GIVEN TEXT
Mission

Bibliophiliac is the space where one passionate, voracious reader reflects on books and the reading life. You will find reviews, analysis, links, and reflections on poetry and prose both in and out of the mainstream.

A book must be the axe for the frozen sea within us. Franz Kafka

Monday, January 20, 2014

Review: Perfect

Perfect
Rachel Joyce
Random House
hardcover, 385 pages
a review copy of this book was provided through TLC Book Tours

Readers who fell in love with The Unlikely Pilgrimage of Harold Fry will find that Rachel Joyce's debut effort was no fluke. Maybe it is the writer's background as an actor in the Royal Shakespeare Company, but Joyce has a knack for creating quirky and convincing characters. After reading The Unlikely Pilgrimage of Harold Fry, I found myself recommending the novel as an antidote to depression or the readerly blahs. In Perfect, Rachel Joyce has crafted a much darker story, but there is still a persistent optimism at the novel's core.

Byron Hemmings is an eleven-year-old boy living a seemingly perfect life. His mother, Diana is perfectly beautiful; her golden hair and her slightly old-fashioned pencil skirts set her apart from the other mothers in the English village where the family lives. Byron's father, Seymour, works all week in London to afford the largest house and the newest Jaguar in the county. Byron and his youngest sister, Lucy, seem to have a completely idyllic life. The only worry Byron has is the extra two seconds his friend James has told him about: it is a leap year, and the newspaper has reported that two seconds will be added to the clock. It is 1972, and time is "out of joint with the movement of the earth."

On a foggy morning, Byron and Lucy argue about cereal in the morning, their mother packs them into the Jaguar for their trip to school, and there is a traffic jam. Diana turns down Digby Road, a route Seymour has forbidden the family to travel, and a perfect life is changed forever. Byron sees a little girl on a red bicycle, Diana swerves, and then, without noticing that everything has changed forever, continues on her way.

THE DATA
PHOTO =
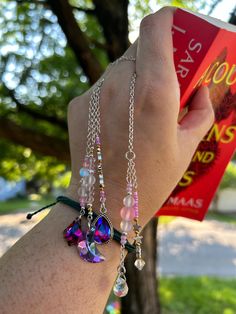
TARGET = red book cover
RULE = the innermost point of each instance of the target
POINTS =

WORK INSTRUCTION
Please print the stretch of the book review above from "Monday, January 20, 2014" through "the novel's core.", word for word.

ANSWER TO THIS TASK
Monday, January 20, 2014

Review: Perfect

Perfect
Rachel Joyce
Random House
hardcover, 385 pages
a review copy of this book was provided through TLC Book Tours

Readers who fell in love with The Unlikely Pilgrimage of Harold Fry will find that Rachel Joyce's debut effort was no fluke. Maybe it is the writer's background as an actor in the Royal Shakespeare Company, but Joyce has a knack for creating quirky and convincing characters. After reading The Unlikely Pilgrimage of Harold Fry, I found myself recommending the novel as an antidote to depression or the readerly blahs. In Perfect, Rachel Joyce has crafted a much darker story, but there is still a persistent optimism at the novel's core.